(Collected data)
━━━━━━━━━━
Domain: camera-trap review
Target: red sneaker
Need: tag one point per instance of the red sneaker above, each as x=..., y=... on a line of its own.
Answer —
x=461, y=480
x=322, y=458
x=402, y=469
━━━━━━━━━━
TASK TO CARRY OUT – Arrange the records above as a two-column CSV with the headers request and answer. Give each record one row, with its text and its answer each in a single quoted field and every line break replaced by a space.

THE SOLUTION –
request,answer
"Domain: camera-trap review Target: red sneaker Need: tag one point per instance of the red sneaker above, each as x=..., y=... on a line of its own. Answer —","x=461, y=480 x=322, y=458 x=402, y=469"